Start of Extracted entries
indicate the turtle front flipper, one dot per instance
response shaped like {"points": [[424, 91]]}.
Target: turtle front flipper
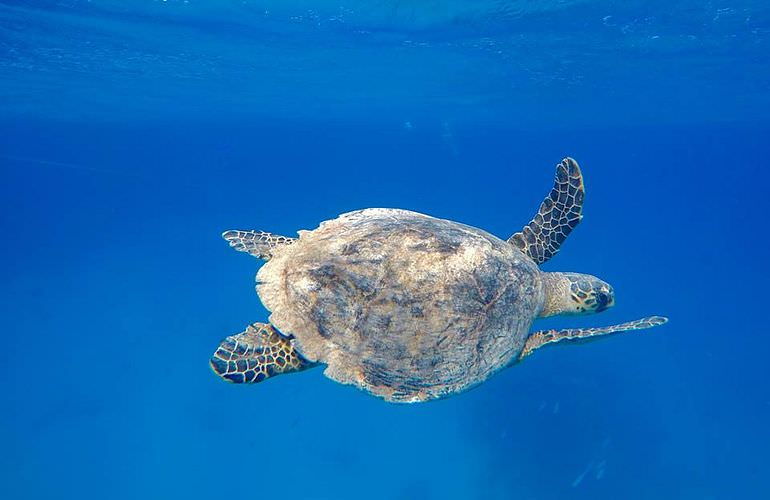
{"points": [[258, 243], [558, 215], [543, 337], [258, 353]]}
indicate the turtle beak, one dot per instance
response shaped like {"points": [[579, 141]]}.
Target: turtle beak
{"points": [[604, 301]]}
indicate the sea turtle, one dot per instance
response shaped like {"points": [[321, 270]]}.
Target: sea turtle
{"points": [[410, 307]]}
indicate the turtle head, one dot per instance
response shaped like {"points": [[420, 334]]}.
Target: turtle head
{"points": [[574, 293]]}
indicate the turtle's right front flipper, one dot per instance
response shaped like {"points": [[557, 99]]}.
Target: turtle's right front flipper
{"points": [[537, 340], [258, 243], [258, 353]]}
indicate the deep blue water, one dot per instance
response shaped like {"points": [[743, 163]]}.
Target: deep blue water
{"points": [[133, 133]]}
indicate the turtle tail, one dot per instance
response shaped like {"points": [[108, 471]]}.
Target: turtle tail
{"points": [[257, 353]]}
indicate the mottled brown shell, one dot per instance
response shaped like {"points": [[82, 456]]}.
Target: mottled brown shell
{"points": [[403, 305]]}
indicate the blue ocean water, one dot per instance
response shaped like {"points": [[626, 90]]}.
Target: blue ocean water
{"points": [[133, 133]]}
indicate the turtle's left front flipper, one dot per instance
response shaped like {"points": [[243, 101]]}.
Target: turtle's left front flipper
{"points": [[543, 337], [258, 353], [557, 216], [260, 244]]}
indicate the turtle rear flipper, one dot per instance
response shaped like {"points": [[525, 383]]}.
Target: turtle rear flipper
{"points": [[543, 337], [257, 353], [257, 243], [557, 216]]}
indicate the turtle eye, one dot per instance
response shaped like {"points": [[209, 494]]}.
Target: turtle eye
{"points": [[602, 300]]}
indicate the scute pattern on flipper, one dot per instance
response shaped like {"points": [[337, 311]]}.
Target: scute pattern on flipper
{"points": [[541, 338], [256, 354], [558, 215], [257, 243]]}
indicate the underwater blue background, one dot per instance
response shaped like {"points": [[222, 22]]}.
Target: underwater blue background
{"points": [[133, 133]]}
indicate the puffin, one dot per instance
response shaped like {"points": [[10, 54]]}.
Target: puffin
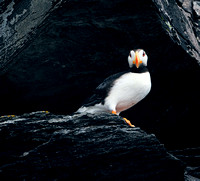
{"points": [[123, 90]]}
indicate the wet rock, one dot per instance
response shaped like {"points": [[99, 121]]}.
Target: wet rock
{"points": [[179, 20], [43, 146], [196, 8]]}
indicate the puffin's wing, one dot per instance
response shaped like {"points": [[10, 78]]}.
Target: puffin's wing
{"points": [[102, 90]]}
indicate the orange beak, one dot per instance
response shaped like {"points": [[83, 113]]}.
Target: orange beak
{"points": [[137, 60]]}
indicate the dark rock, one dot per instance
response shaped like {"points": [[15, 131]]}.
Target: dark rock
{"points": [[43, 146], [180, 24], [196, 8], [76, 45]]}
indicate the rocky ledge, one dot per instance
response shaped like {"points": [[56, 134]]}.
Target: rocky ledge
{"points": [[41, 145]]}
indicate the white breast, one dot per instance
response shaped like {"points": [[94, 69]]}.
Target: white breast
{"points": [[128, 90]]}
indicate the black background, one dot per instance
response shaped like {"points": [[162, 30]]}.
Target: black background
{"points": [[82, 43]]}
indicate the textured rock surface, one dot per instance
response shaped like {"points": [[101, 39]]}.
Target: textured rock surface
{"points": [[70, 48], [40, 146], [181, 19]]}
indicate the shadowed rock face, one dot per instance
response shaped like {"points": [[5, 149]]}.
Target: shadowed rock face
{"points": [[54, 54], [77, 45], [102, 147], [181, 19]]}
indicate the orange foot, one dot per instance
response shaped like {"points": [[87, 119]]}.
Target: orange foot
{"points": [[126, 120]]}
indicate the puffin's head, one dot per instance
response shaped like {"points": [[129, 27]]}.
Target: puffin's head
{"points": [[137, 57]]}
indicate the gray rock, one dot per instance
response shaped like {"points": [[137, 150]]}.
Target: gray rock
{"points": [[180, 24], [43, 146], [196, 8]]}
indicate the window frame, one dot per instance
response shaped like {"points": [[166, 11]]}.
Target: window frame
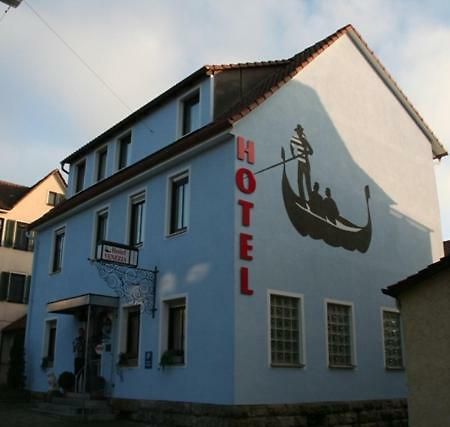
{"points": [[182, 101], [124, 334], [136, 198], [95, 223], [171, 181], [56, 232], [301, 329], [120, 141], [2, 228], [352, 330], [386, 367], [166, 303], [46, 340], [80, 165], [98, 156]]}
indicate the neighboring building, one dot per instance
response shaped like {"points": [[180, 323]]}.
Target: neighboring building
{"points": [[20, 206], [268, 284], [424, 301]]}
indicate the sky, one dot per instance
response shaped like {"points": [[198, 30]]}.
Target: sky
{"points": [[51, 102]]}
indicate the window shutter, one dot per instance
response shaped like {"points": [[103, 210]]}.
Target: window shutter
{"points": [[9, 233], [26, 293], [4, 281]]}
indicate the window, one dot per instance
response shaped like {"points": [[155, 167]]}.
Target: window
{"points": [[340, 335], [54, 199], [176, 330], [190, 113], [2, 222], [14, 287], [17, 236], [285, 331], [179, 196], [50, 343], [392, 338], [124, 151], [58, 250], [130, 344], [79, 178], [21, 237], [101, 164], [101, 227], [136, 236]]}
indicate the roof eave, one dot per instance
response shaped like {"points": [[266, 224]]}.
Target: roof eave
{"points": [[438, 148]]}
End of Extracted entries
Task description
Word for word, set down each record shown above, omitting the pictures.

Solution to the exercise
indicate the turtle front flipper, one dot per instance
response shaped like {"points": [[424, 91]]}.
Target: turtle front flipper
{"points": [[258, 243], [558, 215], [543, 337], [258, 353]]}
indicate the turtle beak, one dot per instance
response shaped like {"points": [[579, 141]]}.
Target: turtle beak
{"points": [[604, 301]]}
indicate the sea turtle, one dot per instance
response shaped like {"points": [[321, 270]]}.
Target: sea turtle
{"points": [[410, 307]]}
indicate the turtle head, one dot per instance
response shaped like {"points": [[420, 334]]}.
Target: turtle head
{"points": [[574, 293]]}
indicate the turtle's right front flipper, one dot per instance
response shaped like {"points": [[557, 99]]}.
Target: turtle's right front flipper
{"points": [[537, 340], [258, 243], [258, 353]]}
indicate the deep blue water, one dot per instance
response shaped like {"points": [[743, 163]]}.
Target: deep blue water
{"points": [[133, 133]]}
indicate the turtle tail, one dot per instance
response shaped like {"points": [[108, 471]]}.
Target: turtle tail
{"points": [[257, 353]]}
indicate the mottled brown shell, one dot per instance
response shaped like {"points": [[82, 456]]}.
Target: mottled brown shell
{"points": [[403, 305]]}
indicate the blue ocean water, one dot per instance
response shaped like {"points": [[626, 90]]}.
Target: blue ocean water
{"points": [[133, 133]]}
indicate the turtle's left front flipper, one dot per instance
response shaped like {"points": [[243, 101]]}.
Target: turtle's left front flipper
{"points": [[543, 337], [258, 353], [557, 216], [260, 244]]}
indicate the turtle rear flipper, one dot per instance
response shaped like {"points": [[525, 383]]}.
Target: turtle rear flipper
{"points": [[543, 337], [257, 353], [257, 243], [557, 216]]}
indicate the turtle eye, one dot per instance
response shaped like {"points": [[209, 494]]}.
Target: turtle eye
{"points": [[602, 300]]}
indicate the scute pattern on flipper, one dot per instance
response shaped like {"points": [[337, 311]]}.
Target: scute pattern on flipper
{"points": [[541, 338], [256, 354], [558, 215], [257, 243]]}
indicate the underwater blue background, one dot per instance
response shaped like {"points": [[222, 22]]}.
Target: underwater blue background
{"points": [[133, 133]]}
indicate the puffin, one dot per instance
response shaped like {"points": [[10, 54]]}.
Target: puffin
{"points": [[123, 90]]}
indicate the wet rock, one dot per instance
response shaped like {"points": [[99, 121]]}.
Target: wet rock
{"points": [[179, 20], [43, 146], [196, 8]]}
indicate the puffin's wing, one dot per instance
response shaped like {"points": [[10, 78]]}.
Target: puffin's wing
{"points": [[102, 90]]}
indicate the orange beak, one dot per instance
response shaped like {"points": [[83, 113]]}.
Target: orange beak
{"points": [[137, 60]]}
indicate the dark rock, one dot per instance
response shaped like {"points": [[15, 131]]}.
Target: dark rock
{"points": [[43, 146], [180, 24], [196, 8], [76, 45]]}
indicate the rocky ledge, one dot per instance
response shaped like {"points": [[56, 134]]}.
Target: rocky ledge
{"points": [[41, 145]]}
indicate the white breast, one dot per instance
response shaped like {"points": [[94, 69]]}.
Target: white breast
{"points": [[128, 90]]}
indicate the black background, one dot per instance
response shaped like {"points": [[162, 30]]}.
Target: black background
{"points": [[82, 43]]}
indicate the textured rock surface, one dot per instance
response shaped like {"points": [[101, 39]]}.
Target: textured rock surface
{"points": [[70, 48], [40, 146], [181, 19]]}
indicate the shadowed rock face, one dot per instance
response shaped like {"points": [[5, 149]]}.
Target: shadowed rock face
{"points": [[54, 54], [77, 45], [102, 147], [181, 19]]}
indicate the orange foot, one dot per instance
response shaped like {"points": [[87, 119]]}.
Target: orange foot
{"points": [[126, 120]]}
indicate the puffin's head, one dot per instance
response shaped like {"points": [[129, 27]]}.
Target: puffin's head
{"points": [[137, 57]]}
indicate the gray rock, one dot per instance
response shaped like {"points": [[137, 150]]}.
Target: gray rock
{"points": [[180, 24], [43, 146], [196, 8]]}
indicate the window frame, one dot per instance
response shaped like {"points": [[166, 11]]}.
Target: window frame
{"points": [[182, 101], [124, 334], [136, 198], [95, 223], [171, 181], [56, 232], [301, 329], [120, 141], [2, 228], [352, 330], [386, 367], [166, 303], [46, 340], [80, 165], [98, 156]]}
indicate the neighboring building, one dot per instance
response shaped like {"points": [[180, 323]]}.
Target: neighboring building
{"points": [[20, 206], [268, 284], [424, 301]]}
indicate the sky, one dot per instance
response shaped like {"points": [[198, 30]]}.
Target: sky
{"points": [[51, 102]]}
indicate the window shutter, one dot per instance
response shaped like {"points": [[103, 210]]}.
Target: window shutter
{"points": [[9, 233], [26, 293], [4, 281]]}
indicate the window, one dot per instance
response shaped like {"points": [[155, 167]]}.
Target: window
{"points": [[340, 335], [54, 199], [176, 330], [190, 113], [2, 222], [14, 287], [17, 236], [285, 331], [179, 196], [50, 343], [392, 338], [124, 151], [58, 250], [130, 344], [79, 178], [21, 237], [101, 164], [101, 227], [136, 236]]}
indicate the roof eave, one dot per instance
response shaped like {"points": [[266, 224]]}.
Target: roof eave
{"points": [[438, 148]]}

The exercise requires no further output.